-- Set task --
Write the records below out in full, character for character, with no pictures.

········

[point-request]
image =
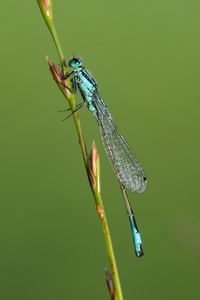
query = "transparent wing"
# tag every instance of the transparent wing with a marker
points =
(121, 157)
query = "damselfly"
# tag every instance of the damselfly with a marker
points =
(122, 159)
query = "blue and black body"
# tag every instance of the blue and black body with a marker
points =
(122, 159)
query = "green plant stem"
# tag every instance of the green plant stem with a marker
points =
(111, 255)
(98, 200)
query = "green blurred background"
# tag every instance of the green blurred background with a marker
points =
(144, 56)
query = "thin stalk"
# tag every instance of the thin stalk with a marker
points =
(92, 165)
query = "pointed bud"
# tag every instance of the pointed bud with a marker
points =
(110, 284)
(95, 168)
(46, 9)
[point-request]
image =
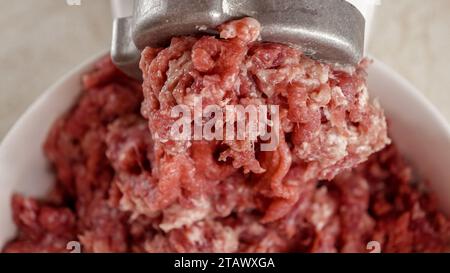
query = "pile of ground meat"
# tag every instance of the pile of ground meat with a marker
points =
(331, 184)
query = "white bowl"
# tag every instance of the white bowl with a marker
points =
(421, 133)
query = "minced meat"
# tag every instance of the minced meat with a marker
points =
(330, 185)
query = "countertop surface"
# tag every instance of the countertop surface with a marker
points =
(51, 37)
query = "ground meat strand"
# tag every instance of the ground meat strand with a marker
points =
(121, 187)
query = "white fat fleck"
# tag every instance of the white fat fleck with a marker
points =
(177, 216)
(338, 145)
(363, 98)
(338, 96)
(195, 235)
(229, 241)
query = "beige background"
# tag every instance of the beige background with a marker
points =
(42, 40)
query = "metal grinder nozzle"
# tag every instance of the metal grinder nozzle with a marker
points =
(331, 31)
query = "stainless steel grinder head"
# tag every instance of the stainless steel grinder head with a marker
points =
(331, 31)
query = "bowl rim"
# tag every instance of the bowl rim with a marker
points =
(397, 77)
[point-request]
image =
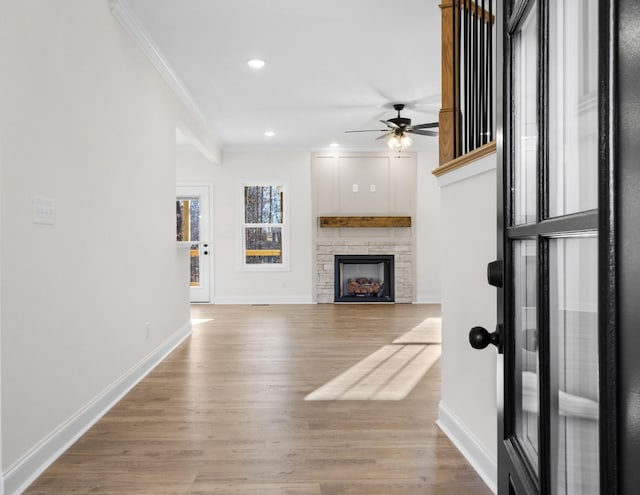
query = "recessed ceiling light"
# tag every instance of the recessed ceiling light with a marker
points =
(256, 63)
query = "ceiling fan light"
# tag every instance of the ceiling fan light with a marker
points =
(399, 141)
(394, 143)
(256, 63)
(406, 141)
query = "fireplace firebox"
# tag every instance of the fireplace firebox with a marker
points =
(364, 278)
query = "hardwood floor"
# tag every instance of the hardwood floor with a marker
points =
(225, 414)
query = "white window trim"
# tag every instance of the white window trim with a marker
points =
(240, 249)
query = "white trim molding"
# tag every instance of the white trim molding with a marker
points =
(468, 444)
(428, 299)
(19, 476)
(121, 10)
(264, 300)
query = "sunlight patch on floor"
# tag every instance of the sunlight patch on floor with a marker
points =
(197, 321)
(426, 332)
(390, 373)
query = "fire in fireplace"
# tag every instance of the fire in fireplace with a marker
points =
(364, 278)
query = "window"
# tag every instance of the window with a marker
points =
(263, 235)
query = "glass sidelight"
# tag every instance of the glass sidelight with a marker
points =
(573, 326)
(525, 261)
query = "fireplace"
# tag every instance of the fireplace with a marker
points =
(364, 278)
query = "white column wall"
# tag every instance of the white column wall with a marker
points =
(468, 412)
(428, 234)
(86, 121)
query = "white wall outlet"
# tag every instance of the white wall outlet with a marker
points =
(44, 210)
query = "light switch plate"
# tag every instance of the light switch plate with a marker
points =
(44, 210)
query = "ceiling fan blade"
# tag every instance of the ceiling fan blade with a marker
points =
(385, 135)
(390, 124)
(430, 125)
(370, 130)
(423, 133)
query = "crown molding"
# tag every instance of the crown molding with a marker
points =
(121, 10)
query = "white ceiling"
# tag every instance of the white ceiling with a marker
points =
(331, 66)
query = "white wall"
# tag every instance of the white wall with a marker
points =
(233, 285)
(468, 402)
(86, 121)
(428, 235)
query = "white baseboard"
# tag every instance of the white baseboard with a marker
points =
(467, 443)
(428, 299)
(264, 300)
(17, 478)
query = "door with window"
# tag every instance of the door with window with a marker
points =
(555, 275)
(193, 229)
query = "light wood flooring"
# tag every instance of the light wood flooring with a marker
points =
(225, 414)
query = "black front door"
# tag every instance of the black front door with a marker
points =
(568, 274)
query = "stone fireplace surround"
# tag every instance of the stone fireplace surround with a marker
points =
(402, 248)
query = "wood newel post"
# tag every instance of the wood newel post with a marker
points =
(450, 106)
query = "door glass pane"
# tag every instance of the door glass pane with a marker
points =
(526, 345)
(573, 106)
(574, 330)
(187, 219)
(194, 256)
(188, 229)
(525, 126)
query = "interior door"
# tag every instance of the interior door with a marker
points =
(548, 336)
(193, 228)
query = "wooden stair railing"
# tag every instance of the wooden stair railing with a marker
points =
(466, 117)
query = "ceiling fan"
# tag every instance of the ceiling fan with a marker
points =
(399, 128)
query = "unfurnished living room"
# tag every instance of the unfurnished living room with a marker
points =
(232, 259)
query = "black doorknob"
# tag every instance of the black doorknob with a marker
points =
(479, 338)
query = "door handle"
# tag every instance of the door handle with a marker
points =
(480, 338)
(494, 273)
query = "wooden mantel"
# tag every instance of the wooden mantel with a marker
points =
(375, 222)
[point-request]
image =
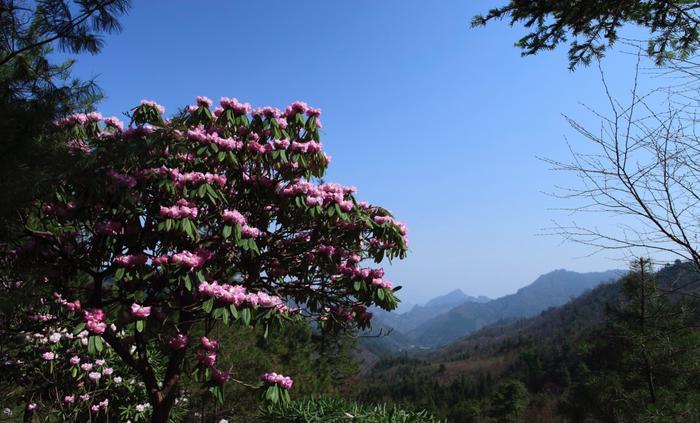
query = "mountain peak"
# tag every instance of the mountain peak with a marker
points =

········

-- Complete output --
[point-request]
image =
query = "transparent wing"
# tag every instance of the transparent wing with a marker
points =
(121, 157)
query = "damselfly"
# tag every instance of the damselfly with a marker
points =
(122, 159)
query = "blue and black body"
# tag every instance of the blue and black body with a marker
points =
(122, 159)
query = "green plant stem"
# tag every instance of the green plant stem with a marker
points =
(111, 255)
(98, 200)
query = "green blurred background"
# tag every instance of the green blurred background with a marker
points =
(144, 56)
query = "thin stalk"
# tag every instance of the thin stalk with a marker
points =
(92, 165)
query = "pointed bud"
# tag every instance of the pointed bud with a marker
points =
(110, 284)
(95, 168)
(46, 9)
[point-request]
image =
query = "pile of ground meat"
# tag every instance of the pile of ground meat with a marker
points =
(331, 184)
query = "white bowl"
# tag every instance of the white bowl with a marker
points =
(421, 133)
query = "minced meat"
# tag every instance of the minced meat with a marker
points =
(330, 185)
query = "countertop surface"
# tag every instance of the countertop surface with a marker
points =
(51, 37)
query = "ground meat strand"
# tag every instance of the ground meat strand with a marker
points =
(121, 187)
query = "white fat fleck"
# tag every instance of the white fat fleck with a marker
points =
(177, 216)
(338, 145)
(363, 98)
(338, 96)
(195, 235)
(229, 241)
query = "beige background"
# tag every instance of the beige background with a marker
points =
(42, 40)
query = "metal grinder nozzle"
# tag every instance of the metal grinder nozzle with a marker
points =
(331, 31)
query = "stainless steel grinder head"
# tag every instance of the stainless steel grinder head with a marker
points =
(331, 31)
query = "bowl rim"
# tag every instance of the bowl rim with a marker
points =
(397, 77)
[point-request]
image =
query = "recessed ceiling light"
# tag every instance of the recessed ceiling light with a marker
points =
(256, 63)
query = "ceiling fan light"
# tag every instance of the ceiling fan light with a marker
points =
(399, 141)
(394, 143)
(256, 63)
(406, 141)
query = "fireplace firebox"
# tag every instance of the fireplace firebox with a marker
points =
(364, 278)
query = "hardwood floor"
# tag every instance of the hardwood floor with a marker
points =
(225, 414)
query = "white window trim"
# tag every instance of the white window trim with a marker
points =
(240, 249)
query = "white trim molding"
# tag every instance of the white trim molding with a marker
points =
(468, 444)
(428, 299)
(19, 476)
(121, 10)
(264, 300)
query = "sunlight patch on floor"
# tag every instance of the sunlight patch on floor with a marker
points =
(197, 321)
(426, 332)
(390, 373)
query = "fire in fireplace"
# tag every instance of the fire in fireplace with a marker
points =
(364, 278)
query = "window"
# tag every instance of the window with a marker
points =
(263, 235)
query = "glass sidelight"
# tag every instance of the glass sidelight with a marker
points =
(573, 326)
(525, 261)
query = "fireplace"
# tag every instance of the fireplace with a marker
points =
(364, 278)
query = "white column wall"
# tag every instance of the white column wall with a marker
points =
(468, 412)
(428, 234)
(86, 121)
query = "white wall outlet"
# tag every instance of the white wall outlet with a marker
points =
(44, 210)
query = "light switch plate"
# tag every instance of the light switch plate with a marker
points =
(44, 210)
query = "ceiling fan blade"
# tag every instance of the ceiling fan blade with a marker
points =
(385, 135)
(390, 124)
(430, 125)
(370, 130)
(423, 133)
query = "crown molding"
# tag every instance of the crown molding with a marker
points =
(121, 10)
query = "white ceiling"
# tag every instance of the white ceiling with a marker
points =
(331, 66)
query = "white wall"
# tag every instance of the white wall with a marker
points =
(233, 285)
(468, 402)
(86, 121)
(428, 235)
query = "white baseboard"
# tag every instance of the white baseboard with a marker
points =
(467, 443)
(428, 299)
(264, 300)
(17, 478)
query = "door with window"
# tag every instance of the door with window with a marker
points =
(555, 275)
(193, 229)
query = "light wood flooring"
# tag every instance of the light wood flooring with a marker
points =
(225, 414)
query = "black front door"
# tag every instance of the black front door with a marker
points =
(568, 274)
query = "stone fireplace surround"
# tag every instance of the stone fireplace surround with a marker
points =
(402, 248)
query = "wood newel post"
# tag every instance of the wood newel post with a marker
points =
(450, 106)
query = "door glass pane"
# tag every instance of the door glass pane with a marker
points =
(526, 345)
(573, 106)
(574, 330)
(187, 219)
(194, 256)
(188, 229)
(525, 126)
query = "interior door"
# tag every instance of the interior door with a marker
points =
(548, 336)
(193, 228)
query = "wooden stair railing"
# tag every instance of the wooden stair railing with a marker
points =
(466, 117)
query = "ceiling fan"
# tag every instance of the ceiling fan with a marker
points =
(399, 128)
query = "unfurnished living room"
# tag every instance of the unfurnished living room with a marker
points =
(232, 259)
query = "black doorknob"
# tag every instance of the black doorknob with a marker
points =
(479, 338)
query = "door handle"
# tag every instance of the door handle with a marker
points =
(480, 338)
(494, 273)
query = "wooden mantel"
# tag every instance of the wooden mantel with a marker
points =
(375, 222)
[point-request]
image =
query = "mountain peak"
# tag every instance of the mountain peak with a marker
points =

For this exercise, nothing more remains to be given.